→ Selection:

▽

I have also be debating to go all carbon too. I currently ride a SystemSix. I've been eying the Look 595 these days. Although I'll probably put another season on the SystemSix. It's still a killer great bike.


----------



## s2ktaxi (Jul 11, 2006)

mikeyp123 said:


> that's interesting that your found the bottom bracket of the SuperSix stiffer than the SystemSix... the SystemSix being crazy stiff as it is.
> 
> I have also be debating to go all carbon too. I currently ride a SystemSix. I've been eying the Look 595 these days. Although I'll probably put another season on the SystemSix. It's still a killer great bike.


I've done a bit more research and have a hypothesis I am not yet able to prove. I compared the the Carbon Si cranks and realized that the Carbon Si crank on my System Six was the original 3 piece version which has narrower (by about 4-5mm) crank arms! The one on the SuperSix is the newer two piece (with a see through/hollow non-drive side spindle end). I'm not sure if that makes such a big difference. I'm trying to see if my LBS can get an exchange for me from Cannondale under the premise that my current Carbon crank arm is flexing more than it should.


----------



## mikeyp123 (Mar 9, 2007)

That could be it. I have the Hollowgram SI crank on my SystemSix, which I think only came on the team edition frames (last year).. I believe it's one of the stiffer cranks on the market. I don't really trust carbon cranks in the first place, too many recalls.


----------



## ipaul (Feb 16, 2004)

I've ridden both the carbon si and the aluminum si, and there was a noticeable amount of difference between the two. The aluminum si is the way to go.


----------



## zosocane (Aug 29, 2004)

Interesting observations. I have close to 2,500 on my 2008 SuperSix (I have the black Liguigas paintjob) and have ridden the SystemSix on a test ride over several miles. On the pedaling efficiency, I note that the SuperSix's new SI crankset (the aluminum one) has ceramic bearings (unlike the 2007 System Six model that I assume you own which would have steel bearings). Can that explain why you noticed more efficient pedaling? I felt that straight-away on my first ride of the SuperSix and attributed it to the ceramic bearings in the BB. But the SystemSix is still, IMO, slightly stiffer than the SuperSix.

△

Point-labeling examples:
▽

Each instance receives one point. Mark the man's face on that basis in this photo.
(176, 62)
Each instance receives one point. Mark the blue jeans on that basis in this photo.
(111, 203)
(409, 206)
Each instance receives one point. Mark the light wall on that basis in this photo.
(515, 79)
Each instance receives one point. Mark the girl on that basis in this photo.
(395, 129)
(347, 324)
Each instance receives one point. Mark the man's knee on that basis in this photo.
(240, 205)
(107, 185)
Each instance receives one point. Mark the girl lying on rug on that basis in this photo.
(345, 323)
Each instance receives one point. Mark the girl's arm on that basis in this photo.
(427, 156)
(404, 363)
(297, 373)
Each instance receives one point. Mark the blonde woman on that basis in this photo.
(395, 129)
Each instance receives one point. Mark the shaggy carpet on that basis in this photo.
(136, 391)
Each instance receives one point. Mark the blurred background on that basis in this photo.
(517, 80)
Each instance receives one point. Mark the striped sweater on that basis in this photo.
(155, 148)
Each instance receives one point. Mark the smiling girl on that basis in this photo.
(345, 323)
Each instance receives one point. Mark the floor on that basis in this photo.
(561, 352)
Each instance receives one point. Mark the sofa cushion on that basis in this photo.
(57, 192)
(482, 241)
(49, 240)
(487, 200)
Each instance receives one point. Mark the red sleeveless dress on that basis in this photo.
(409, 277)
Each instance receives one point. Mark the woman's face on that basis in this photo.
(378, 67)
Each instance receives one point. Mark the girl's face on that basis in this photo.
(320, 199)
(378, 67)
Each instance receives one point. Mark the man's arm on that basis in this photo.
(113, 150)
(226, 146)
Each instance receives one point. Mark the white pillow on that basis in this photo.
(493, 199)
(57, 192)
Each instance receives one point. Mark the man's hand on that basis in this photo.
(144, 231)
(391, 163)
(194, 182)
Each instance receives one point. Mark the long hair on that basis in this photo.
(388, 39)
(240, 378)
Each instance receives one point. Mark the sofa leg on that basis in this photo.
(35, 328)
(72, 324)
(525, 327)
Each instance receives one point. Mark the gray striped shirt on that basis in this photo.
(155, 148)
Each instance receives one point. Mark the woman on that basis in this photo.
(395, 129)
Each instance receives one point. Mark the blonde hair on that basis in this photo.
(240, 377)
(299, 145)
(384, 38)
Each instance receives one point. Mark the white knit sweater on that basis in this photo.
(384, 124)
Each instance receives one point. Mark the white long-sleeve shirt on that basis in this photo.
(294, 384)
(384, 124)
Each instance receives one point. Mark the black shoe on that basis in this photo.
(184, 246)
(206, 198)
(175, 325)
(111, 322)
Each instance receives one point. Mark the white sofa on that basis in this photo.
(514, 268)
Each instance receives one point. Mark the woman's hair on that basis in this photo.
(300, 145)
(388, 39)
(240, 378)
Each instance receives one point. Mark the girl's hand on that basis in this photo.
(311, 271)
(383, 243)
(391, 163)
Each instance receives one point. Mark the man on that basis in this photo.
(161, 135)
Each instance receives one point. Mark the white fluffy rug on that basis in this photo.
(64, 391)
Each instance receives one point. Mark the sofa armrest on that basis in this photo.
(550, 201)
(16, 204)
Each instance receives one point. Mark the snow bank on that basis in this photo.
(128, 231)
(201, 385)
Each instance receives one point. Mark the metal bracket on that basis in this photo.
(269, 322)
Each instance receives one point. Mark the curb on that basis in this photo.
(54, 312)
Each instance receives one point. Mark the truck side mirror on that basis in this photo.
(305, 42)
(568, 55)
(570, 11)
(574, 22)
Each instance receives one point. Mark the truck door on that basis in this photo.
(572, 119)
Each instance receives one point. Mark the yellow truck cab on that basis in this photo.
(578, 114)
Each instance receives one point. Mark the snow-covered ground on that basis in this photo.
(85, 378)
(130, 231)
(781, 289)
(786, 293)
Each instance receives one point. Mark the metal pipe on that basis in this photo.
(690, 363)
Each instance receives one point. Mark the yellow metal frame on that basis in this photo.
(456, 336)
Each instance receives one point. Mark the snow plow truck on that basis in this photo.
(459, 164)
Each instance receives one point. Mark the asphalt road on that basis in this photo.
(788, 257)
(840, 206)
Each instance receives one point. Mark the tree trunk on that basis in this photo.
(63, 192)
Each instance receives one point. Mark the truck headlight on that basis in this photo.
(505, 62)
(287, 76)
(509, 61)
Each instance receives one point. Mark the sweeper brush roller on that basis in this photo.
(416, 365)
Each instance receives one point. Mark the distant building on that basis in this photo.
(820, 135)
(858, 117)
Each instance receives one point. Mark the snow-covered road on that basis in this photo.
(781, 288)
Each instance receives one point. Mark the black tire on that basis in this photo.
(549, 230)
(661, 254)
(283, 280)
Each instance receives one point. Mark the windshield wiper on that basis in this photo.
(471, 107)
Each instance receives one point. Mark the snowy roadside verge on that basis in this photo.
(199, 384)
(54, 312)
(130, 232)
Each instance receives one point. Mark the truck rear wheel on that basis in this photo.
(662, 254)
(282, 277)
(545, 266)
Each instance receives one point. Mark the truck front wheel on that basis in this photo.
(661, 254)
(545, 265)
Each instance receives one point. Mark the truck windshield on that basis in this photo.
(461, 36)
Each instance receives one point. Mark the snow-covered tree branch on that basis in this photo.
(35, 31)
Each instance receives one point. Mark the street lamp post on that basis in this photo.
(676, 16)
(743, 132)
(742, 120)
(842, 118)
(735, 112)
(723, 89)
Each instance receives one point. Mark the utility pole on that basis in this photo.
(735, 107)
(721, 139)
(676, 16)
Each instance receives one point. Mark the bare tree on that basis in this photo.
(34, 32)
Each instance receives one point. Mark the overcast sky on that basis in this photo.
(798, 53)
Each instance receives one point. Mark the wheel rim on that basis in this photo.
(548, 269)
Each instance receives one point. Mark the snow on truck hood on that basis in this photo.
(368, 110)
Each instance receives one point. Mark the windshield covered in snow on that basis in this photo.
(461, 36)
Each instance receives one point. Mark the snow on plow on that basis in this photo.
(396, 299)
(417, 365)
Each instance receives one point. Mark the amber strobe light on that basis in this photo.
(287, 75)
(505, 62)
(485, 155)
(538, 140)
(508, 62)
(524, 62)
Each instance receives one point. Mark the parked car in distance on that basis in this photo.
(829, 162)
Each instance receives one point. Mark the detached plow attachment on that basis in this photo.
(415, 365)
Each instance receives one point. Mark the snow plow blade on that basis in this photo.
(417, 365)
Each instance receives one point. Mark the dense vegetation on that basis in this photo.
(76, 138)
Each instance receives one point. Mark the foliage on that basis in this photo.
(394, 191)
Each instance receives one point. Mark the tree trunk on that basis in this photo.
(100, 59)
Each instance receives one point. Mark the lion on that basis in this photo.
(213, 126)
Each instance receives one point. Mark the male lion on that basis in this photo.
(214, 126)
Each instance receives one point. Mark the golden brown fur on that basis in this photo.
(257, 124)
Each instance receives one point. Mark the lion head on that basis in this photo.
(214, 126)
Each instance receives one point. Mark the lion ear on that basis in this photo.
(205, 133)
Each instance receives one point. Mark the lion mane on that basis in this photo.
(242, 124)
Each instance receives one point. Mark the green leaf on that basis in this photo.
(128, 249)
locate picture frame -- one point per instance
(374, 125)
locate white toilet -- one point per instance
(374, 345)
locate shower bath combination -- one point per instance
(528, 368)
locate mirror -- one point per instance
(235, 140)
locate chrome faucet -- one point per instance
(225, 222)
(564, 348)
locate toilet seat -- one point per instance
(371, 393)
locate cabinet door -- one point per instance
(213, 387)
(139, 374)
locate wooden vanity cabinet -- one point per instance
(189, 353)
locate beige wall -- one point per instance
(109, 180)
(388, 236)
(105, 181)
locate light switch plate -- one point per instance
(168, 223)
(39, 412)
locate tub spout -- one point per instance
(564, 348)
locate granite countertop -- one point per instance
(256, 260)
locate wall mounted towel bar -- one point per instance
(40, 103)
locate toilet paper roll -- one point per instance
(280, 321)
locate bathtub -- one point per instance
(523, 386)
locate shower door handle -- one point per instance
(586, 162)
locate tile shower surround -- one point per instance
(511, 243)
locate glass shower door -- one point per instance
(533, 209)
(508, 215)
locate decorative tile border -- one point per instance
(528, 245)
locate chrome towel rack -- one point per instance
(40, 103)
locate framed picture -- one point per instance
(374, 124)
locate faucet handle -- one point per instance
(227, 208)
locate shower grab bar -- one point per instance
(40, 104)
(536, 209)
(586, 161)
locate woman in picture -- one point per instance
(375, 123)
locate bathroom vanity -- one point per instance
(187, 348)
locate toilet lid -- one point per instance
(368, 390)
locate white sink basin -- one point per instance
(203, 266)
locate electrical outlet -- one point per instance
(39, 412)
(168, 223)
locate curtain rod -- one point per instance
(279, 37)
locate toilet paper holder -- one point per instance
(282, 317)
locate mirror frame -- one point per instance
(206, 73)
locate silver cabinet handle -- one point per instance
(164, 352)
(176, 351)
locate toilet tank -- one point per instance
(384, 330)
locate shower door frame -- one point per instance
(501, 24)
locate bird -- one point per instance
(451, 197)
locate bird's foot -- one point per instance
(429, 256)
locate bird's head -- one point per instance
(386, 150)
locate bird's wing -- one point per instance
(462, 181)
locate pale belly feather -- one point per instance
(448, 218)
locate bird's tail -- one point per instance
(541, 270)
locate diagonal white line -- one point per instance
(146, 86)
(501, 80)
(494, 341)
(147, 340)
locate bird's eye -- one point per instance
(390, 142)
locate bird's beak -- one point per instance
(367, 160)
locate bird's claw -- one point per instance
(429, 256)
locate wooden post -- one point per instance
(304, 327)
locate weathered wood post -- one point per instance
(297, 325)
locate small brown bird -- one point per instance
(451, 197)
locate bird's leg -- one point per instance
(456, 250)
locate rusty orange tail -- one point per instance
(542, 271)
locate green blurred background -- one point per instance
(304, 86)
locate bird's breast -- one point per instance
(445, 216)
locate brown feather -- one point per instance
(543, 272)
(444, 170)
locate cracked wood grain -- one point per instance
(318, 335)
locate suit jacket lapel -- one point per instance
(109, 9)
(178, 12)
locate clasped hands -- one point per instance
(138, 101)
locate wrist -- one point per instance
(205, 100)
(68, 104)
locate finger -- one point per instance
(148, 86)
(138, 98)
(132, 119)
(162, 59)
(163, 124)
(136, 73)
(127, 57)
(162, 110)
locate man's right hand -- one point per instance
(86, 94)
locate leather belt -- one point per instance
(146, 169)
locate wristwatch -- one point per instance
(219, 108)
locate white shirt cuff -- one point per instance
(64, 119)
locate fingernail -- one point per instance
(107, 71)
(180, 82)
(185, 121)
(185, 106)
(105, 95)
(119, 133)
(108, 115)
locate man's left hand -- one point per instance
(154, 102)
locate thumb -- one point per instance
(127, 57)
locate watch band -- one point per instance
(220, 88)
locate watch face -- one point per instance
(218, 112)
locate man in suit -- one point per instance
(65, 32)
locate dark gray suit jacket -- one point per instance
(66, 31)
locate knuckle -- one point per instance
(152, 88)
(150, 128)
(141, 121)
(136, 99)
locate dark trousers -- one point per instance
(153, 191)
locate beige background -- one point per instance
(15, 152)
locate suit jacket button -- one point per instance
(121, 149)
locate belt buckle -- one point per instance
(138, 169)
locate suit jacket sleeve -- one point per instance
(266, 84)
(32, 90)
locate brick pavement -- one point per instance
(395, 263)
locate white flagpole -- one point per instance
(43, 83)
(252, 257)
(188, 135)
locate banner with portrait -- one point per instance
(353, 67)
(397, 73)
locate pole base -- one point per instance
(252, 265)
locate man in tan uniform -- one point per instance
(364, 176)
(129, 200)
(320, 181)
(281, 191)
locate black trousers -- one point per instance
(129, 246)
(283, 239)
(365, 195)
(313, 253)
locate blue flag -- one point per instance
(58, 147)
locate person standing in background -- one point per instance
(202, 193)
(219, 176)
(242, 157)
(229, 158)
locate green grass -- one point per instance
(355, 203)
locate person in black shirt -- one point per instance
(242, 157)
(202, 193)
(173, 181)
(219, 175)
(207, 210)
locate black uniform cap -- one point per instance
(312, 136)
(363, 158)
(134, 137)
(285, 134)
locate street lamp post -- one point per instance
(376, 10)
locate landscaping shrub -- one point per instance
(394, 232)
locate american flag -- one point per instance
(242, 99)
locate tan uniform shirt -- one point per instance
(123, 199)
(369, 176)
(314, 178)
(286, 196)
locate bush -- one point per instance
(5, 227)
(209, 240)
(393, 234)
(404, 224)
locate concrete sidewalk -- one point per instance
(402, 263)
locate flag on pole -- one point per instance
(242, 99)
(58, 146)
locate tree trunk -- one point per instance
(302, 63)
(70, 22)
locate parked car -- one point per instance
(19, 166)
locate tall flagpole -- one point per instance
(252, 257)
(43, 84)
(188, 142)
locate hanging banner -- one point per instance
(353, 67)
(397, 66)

△

→ Required work:
A. Which lines in the listing contain the string "feather"? List every one of them, treating uppercase and lowercase as different.
B. What comes next in the forum thread comparing the SuperSix and SystemSix bikes? Write a continuation that picks up right after its last sentence.

→ Answers in order:
A.
locate pale belly feather -- one point per instance
locate brown feather -- one point per instance

B.
I also note that the SuperSix's all-carbon bottom bracket had to be ridiculously oversized to match up to or exceed the all-aluminum bottom bracket of the SystemSix and Six13 so as to give the SuperSix rider that same "Cannondale feel" when putting the power down that one feels on the System and the 13. 

I've been delighted with the SuperSix and enjoy its mix of superb stiffness and relatively good compliance. I raced it last week where -- on a rather long downhill with Roubaix-like road conditions that the riders lap a few times -- the bike rattled substantially less than when I raced over that same horrible patch last year on the 13 and felt like I was manning a jack-hammer, waiting for the bike to pop under me (not a complaint on the Six13 per se, just making the point that the all-aluminum rear triangle of the 13 and the System are less forgiving than carbon, depending on road conditions).

I haven't gotten around to doing a meaningful review of the SuperSix on this board but stay tuned.

On the R-SYS, I borrowed a friend's pair in December and rode them for a week on my SuperSix in an effort to determine how badly I wanted them. Quick observations:

1. Light wheelset, no doubt. I think this is the only meaningful advantage of the R-SYS.
2. The carbon spokes left me worrying -- what happens if a piece of metal comes in at the wrong place at the wrong time? Total wheel failure? I think the carbon spoke conceptually is good but for day-to-day training it would make me a little nervous.
3. The R-SYS was definitely less comfortable than the Mavic Ksyrium SL, Mavic Cosmic Carbone Premium, and the Fulcrum Racing 1s.
4. The stiffness over the above-mentioned wheelsets was either the same or slightly better -- which might explain why it was less comfortable than those other wheelsets.
5. After riding them for a week, I went back to my regular wheelsets (the Cosmic Carbone or Fulcrum Racing 1) and felt I never should have turned my back on them. At the end of the day, I concluded it wasn't worth it to shell out $1,200 to shave off another 100-200 grams at the expense of some comfort.


----------



## s2ktaxi (Jul 11, 2006)

fornaca68 said:


> Interesting observations. I have close to 2,500 on my 2008 SuperSix (I have the black Liguigas paintjob) and have ridden the SystemSix on a test ride over several miles. On the pedaling efficiency, I note that the SuperSix's new SI crankset (the aluminum one) has ceramic bearings (unlike the 2007 System Six model that I assume you own which would have steel bearings). Can that explain why you noticed more efficient pedaling? I felt that straight-away on my first ride of the SuperSix and attributed it to the ceramic bearings in the BB. But the SystemSix is still, IMO, slightly stiffer than the SuperSix.
> 
> I also note that the SuperSix's all-carbon bottom bracket had to be ridiculously oversized to match up to or exceed the all-aluminum bottom bracket of the SystemSix and Six13 so as to give the SuperSix rider that same "Cannondale feel" when putting the power down that one feels on the System and the 13.
> 
> ...


I have ceramic bearings on my SystemSix whereas the SuperSix I rode had the regular bearings. Despite that, the power transfer was a lot more immediate on the SuperSix I rode. I am beginning to suspect that my SystemSix's carbon crank is flexing more than it should - I'm going to see if my LBS can do anything with Cannondale on this.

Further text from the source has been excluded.